# DATA
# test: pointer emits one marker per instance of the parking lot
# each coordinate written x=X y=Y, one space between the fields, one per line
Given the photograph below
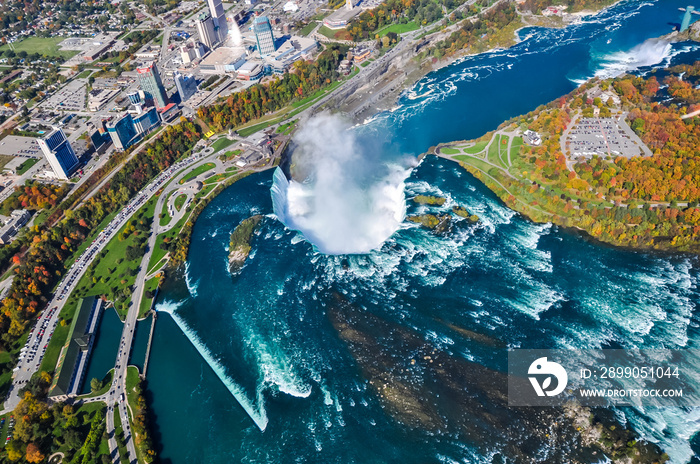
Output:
x=71 y=97
x=14 y=145
x=607 y=137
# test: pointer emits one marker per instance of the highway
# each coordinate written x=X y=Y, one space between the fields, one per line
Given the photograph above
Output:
x=39 y=338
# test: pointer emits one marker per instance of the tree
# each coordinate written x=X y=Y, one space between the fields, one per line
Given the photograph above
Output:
x=14 y=450
x=95 y=385
x=34 y=454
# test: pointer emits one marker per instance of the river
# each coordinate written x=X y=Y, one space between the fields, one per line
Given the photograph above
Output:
x=251 y=368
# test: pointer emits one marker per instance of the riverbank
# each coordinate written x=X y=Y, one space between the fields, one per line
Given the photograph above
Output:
x=621 y=198
x=381 y=93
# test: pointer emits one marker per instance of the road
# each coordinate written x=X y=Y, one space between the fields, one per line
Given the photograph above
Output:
x=40 y=335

# TO BE DONE
Each record above must be returned exactly as written, with its pictures omitted.

# WORKED SOLUTION
# test: pointer emits one marker per instance of the parking lot
# each coordinate written x=X y=Y, one space between the fields, one per line
Given the photograph below
Output:
x=71 y=97
x=14 y=145
x=607 y=137
# test: pointer emits one marker per instance of the highway
# each coordinate written x=X y=Y, one space between the fields, one per line
Given the photograph above
Output:
x=39 y=338
# test: pointer emits one marker per instance of the tree
# each coordinate written x=X y=Y, one space between the fields, one per line
Given the photograph above
Output:
x=14 y=450
x=95 y=385
x=34 y=454
# test: pointer emits one marker per instance of the river
# each coordinate written x=X y=Y, one space between the fields, one per line
Given the photograph above
Output:
x=251 y=368
# test: pointer emits one marker per instance of the riverbank
# each coordinate written x=X y=Y, one space between the fields, one per line
Given the photograph above
Output:
x=621 y=198
x=381 y=93
# test: pointer emits one marker per instance of the road
# each coordinate written x=X y=Y, one space between the fields, one per line
Given the photograph above
Output:
x=40 y=335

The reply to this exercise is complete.